__What to work on__
1) In the post about the documentary film Stalags, how many copies per title did the stalag booklets sell?
2) In the post about the documentary film Stalags, copy everything from "Using this claim" down to "comic-book revenge fantasies." word for word.
3) Proceed with the post about the documentary film Stalags, picking up right after its last sentence.

__Selected excerpt__
Filed under: Holocaust Stuff | Tags: history on film, holocaust education, israel, victims and perpetrators
On Sunday I had the opportunity to see the documentary film Stalags, about a short-lived genre of Israeli erotica from the early 1960s. “Stalags” featured American or British pilots kept captive in German prisoner-of-war camps being raped and tortured by beautiful women of the SS before getting their own brutal revenge. The titles often claimed to be “true stories” and translations from English into Hebrew, but they were really inventions on the part of Israeli writers.
These booklets were ridiculously popular in early-1960s Israel, selling up to 80,000 copies per title. We missed the five minutes of the film where they talk about the end of the stalag craze because of technical difficulties with the film projector, but I gather that one stalag–I Was Colonel Schultz’s Private Bitch–crossed the line of acceptability by featuring a female victim instead of a male victim, and then there was an obscenity trial and the whole genre was condemned.
The first thing I wanted to do when I heard this information was ask a lot of questions about gender in Israeli society and the gender dimensions of revenge fantasies, but the movie avoided questions about gender-in-the-stalags entirely and decided to mount a critique on the Israeli memory culture instead.
For example, the last part of the film focused on one of the most famous Holocaust memoirs: Ka-Tzetnik’s House of Dolls, which actually appeared in 1955 and was an inspiration for the stalag writers. I’ve actually never read the book, but it claims to be a truthful account of “Joy Divisions” of Jewish women kept for the sexual pleasure of German soldiers. The film claims that House of Dolls is a pack of pornographic and exploitative lies, but the Israeli high school curriculum teaches it as absolute truth.
The reality, is, of course, somewhere in the murky-in-between. There was forced prostitution in Nazi Germany, but it seems that women from Poland and the East were forced into prostitution rather than Jewish women.
Using this claim that House of Dolls is total bullshit, and arguing that the stalags were a direct result of the popularity of House of Dolls, the film-maker argues that the stalags were symptomatic of an Israeli memory culture that ignored and even demonized the experiences of actual Holocaust survivors in favor of juvenile and pornographic comic-book revenge fantasies.

__Data extracts__
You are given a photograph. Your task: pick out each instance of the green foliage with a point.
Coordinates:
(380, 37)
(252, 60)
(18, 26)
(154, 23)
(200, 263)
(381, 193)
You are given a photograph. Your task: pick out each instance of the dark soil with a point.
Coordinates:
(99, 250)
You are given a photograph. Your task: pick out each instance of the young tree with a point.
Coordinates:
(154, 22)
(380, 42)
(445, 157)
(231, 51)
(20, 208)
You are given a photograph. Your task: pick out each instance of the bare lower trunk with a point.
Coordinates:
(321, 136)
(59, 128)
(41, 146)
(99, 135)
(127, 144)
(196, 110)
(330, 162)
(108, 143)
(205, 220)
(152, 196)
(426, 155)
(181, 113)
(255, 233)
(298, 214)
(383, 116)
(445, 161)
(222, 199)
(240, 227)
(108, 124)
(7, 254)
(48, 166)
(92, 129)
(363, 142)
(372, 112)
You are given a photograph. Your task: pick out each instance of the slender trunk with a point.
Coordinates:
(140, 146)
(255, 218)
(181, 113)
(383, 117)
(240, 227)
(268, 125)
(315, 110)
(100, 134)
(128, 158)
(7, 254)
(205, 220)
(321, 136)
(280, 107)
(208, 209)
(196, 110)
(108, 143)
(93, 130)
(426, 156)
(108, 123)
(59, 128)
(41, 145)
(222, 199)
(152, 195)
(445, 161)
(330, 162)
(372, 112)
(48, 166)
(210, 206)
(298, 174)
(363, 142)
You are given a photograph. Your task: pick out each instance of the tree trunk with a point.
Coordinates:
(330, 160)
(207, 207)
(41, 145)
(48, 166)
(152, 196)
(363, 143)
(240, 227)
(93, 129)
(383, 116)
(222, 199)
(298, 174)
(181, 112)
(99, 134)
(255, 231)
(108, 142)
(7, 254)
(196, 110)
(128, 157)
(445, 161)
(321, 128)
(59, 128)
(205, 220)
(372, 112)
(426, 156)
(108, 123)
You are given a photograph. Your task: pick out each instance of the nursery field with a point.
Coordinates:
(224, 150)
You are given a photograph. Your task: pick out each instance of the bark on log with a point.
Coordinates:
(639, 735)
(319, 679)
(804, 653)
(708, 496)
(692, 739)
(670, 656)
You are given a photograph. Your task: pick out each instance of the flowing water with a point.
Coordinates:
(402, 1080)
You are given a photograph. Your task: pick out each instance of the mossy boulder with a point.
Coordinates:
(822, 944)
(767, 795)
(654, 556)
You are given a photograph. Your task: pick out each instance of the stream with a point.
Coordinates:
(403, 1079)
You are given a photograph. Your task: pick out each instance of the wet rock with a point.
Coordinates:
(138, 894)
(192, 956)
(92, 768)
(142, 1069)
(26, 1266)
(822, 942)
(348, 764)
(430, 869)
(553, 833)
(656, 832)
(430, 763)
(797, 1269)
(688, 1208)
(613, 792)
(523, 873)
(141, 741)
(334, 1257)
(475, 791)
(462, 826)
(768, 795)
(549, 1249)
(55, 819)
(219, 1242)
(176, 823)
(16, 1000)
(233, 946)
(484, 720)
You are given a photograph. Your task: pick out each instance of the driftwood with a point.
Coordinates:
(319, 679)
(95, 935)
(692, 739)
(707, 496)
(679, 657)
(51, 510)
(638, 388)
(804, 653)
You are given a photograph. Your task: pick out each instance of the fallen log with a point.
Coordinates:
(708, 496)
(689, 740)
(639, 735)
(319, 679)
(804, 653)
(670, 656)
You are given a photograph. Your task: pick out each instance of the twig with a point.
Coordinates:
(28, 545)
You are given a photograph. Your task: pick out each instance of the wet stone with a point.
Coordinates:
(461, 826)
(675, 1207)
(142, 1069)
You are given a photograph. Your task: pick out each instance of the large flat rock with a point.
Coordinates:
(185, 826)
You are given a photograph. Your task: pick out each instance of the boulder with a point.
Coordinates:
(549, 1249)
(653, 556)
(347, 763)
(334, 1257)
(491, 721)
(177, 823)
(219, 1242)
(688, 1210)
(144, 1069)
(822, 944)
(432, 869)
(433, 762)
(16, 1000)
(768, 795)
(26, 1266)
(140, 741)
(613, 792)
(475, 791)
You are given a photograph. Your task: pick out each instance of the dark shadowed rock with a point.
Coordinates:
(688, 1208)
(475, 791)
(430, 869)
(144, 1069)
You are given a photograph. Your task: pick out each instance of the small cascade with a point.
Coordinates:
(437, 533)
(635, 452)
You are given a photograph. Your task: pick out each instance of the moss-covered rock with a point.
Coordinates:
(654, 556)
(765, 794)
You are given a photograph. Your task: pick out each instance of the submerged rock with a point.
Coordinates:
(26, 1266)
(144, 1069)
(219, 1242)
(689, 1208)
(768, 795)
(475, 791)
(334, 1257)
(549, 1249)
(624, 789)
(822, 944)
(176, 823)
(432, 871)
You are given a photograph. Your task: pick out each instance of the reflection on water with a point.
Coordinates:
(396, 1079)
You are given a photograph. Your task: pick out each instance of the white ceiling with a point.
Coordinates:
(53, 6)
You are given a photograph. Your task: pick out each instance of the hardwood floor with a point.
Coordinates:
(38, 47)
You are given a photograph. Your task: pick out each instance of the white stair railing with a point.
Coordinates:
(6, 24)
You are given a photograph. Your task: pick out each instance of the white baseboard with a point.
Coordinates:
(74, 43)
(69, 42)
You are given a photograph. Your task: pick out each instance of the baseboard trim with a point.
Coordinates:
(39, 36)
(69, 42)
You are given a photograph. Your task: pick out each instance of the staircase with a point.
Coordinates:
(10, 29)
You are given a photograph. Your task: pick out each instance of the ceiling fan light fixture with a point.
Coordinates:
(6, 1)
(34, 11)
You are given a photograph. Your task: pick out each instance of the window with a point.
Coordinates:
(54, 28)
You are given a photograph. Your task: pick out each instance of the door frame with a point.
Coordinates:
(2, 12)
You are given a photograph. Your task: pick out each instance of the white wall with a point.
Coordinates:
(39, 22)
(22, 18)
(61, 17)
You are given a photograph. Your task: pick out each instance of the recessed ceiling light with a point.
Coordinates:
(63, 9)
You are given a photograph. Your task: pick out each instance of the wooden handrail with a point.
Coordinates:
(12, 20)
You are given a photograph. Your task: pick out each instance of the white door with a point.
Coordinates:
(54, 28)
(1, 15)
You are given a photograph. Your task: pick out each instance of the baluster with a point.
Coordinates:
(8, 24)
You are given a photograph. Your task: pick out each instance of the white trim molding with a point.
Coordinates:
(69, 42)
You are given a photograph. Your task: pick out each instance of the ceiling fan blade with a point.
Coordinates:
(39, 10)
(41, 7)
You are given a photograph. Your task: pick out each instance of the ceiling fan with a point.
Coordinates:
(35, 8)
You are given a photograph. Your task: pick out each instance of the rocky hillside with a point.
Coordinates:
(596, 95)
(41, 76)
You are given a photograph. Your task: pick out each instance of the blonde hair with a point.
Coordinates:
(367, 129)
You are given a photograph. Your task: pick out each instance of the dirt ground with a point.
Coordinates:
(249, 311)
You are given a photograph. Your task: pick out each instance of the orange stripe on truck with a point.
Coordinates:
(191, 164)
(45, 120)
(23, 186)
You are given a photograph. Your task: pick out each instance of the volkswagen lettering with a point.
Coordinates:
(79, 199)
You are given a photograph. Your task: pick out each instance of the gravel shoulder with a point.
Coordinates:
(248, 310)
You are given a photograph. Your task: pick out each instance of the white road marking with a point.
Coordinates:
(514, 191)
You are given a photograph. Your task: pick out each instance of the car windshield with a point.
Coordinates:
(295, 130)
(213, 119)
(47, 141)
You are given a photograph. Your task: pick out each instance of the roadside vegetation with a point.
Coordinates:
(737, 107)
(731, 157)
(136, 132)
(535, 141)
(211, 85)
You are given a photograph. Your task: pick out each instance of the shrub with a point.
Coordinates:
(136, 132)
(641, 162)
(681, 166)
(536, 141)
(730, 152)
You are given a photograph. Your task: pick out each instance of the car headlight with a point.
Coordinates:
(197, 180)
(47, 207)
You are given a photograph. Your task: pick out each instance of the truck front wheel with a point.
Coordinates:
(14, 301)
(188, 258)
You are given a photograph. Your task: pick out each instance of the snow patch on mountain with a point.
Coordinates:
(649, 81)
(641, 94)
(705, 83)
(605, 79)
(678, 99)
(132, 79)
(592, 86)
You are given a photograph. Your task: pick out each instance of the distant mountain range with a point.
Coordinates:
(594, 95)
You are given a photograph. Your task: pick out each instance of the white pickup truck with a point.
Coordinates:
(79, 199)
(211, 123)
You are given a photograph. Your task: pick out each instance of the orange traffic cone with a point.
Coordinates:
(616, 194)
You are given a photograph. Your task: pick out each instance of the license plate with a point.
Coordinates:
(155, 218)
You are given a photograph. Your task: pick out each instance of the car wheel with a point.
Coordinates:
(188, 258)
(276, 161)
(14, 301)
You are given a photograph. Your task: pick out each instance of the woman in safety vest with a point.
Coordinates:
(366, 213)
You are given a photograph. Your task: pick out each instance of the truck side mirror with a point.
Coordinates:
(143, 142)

__Your responses__
1) Up to 80,000 copies per title.

2)
Using this claim that House of Dolls is total bullshit, and arguing that the stalags were a direct result of the popularity of House of Dolls, the film-maker argues that the stalags were symptomatic of an Israeli memory culture that ignored and even demonized the experiences of actual Holocaust survivors in favor of juvenile and pornographic comic-book revenge fantasies.

3)
It was a version of Holocaust memory appropriate for an up-and-coming nation of heroes. Young male Jews who felt insecure about their place in the world could read these books and imagine themselves raping and killing the beautiful SS guards, and that made them ready to go fight for Israel rather than waste time feeling overwhelmed by the enormity of the tragedy.
(Like I said earlier, the topic is begging for a gender analysis that didn’t happen in the movie, which meant that I left the theater feeling incredibly self-righteous: what do young Jewish women who feel vulnerable do to reclaim their sense of security? Why did everyone laugh at that scene where the Israeli guy talked about having degrading sex with his German girlfriend? Isn’t there anything problematic about displacing revenge fantasies on the bodies of women, even if they are fantasies?)
In the meantime, actual survivors were themselves criticized and silenced, because there wasn’t time for the reflection their stories demanded. First they were blamed for not having been smart enough to get out in time–”We emigrated once Hitler came into power, why didn’t you?” Then the victim-blaming took another disgusting turn: it was assumed that anybody who had survived the camps had done something terrible: for men, perhaps they had been Kapos, and for women, especially attractive women, well, they must have been whores.
That part of the movie was the most striking and emotionally painful for me. Why do humans always feel the need to be terrible to people who have just been through terrible things? Is it a way for you to feel superior and not have to acknowledge your own vulnerability? Why does the same dynamic keep appearing?
One of the women interviewed said at the end of the film that she hoped the story of the next Holocaust would be told in simple words, without embellishments, and of course I thought of Adorno’s “Writing poetry after Auschwitz is barbaric.”
Did Adorno know about Holocaust pornography? Would it have blown his mind? It nearly blew mine, and I think poetry has its place.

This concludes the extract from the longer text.